Natural-language object grounding data:
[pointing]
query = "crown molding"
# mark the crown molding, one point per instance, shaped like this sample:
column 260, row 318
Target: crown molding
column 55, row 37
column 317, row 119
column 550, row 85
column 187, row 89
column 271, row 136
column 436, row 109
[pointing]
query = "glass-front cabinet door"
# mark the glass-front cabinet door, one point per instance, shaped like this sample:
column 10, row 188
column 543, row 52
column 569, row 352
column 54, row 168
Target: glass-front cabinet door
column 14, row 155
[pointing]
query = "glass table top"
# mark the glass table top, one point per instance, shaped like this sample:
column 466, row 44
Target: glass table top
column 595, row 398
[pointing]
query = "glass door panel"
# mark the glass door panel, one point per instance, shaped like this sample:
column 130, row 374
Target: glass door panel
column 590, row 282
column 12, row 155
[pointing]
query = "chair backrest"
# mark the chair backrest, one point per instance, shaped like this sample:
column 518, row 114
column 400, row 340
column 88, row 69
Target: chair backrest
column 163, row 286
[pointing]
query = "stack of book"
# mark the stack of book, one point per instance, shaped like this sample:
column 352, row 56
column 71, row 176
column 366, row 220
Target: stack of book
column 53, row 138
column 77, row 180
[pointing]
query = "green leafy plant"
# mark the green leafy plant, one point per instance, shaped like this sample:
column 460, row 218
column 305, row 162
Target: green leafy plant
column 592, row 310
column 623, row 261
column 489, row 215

Work item:
Tally the lines in the records that contain "this", then give only the tally.

Your solution:
7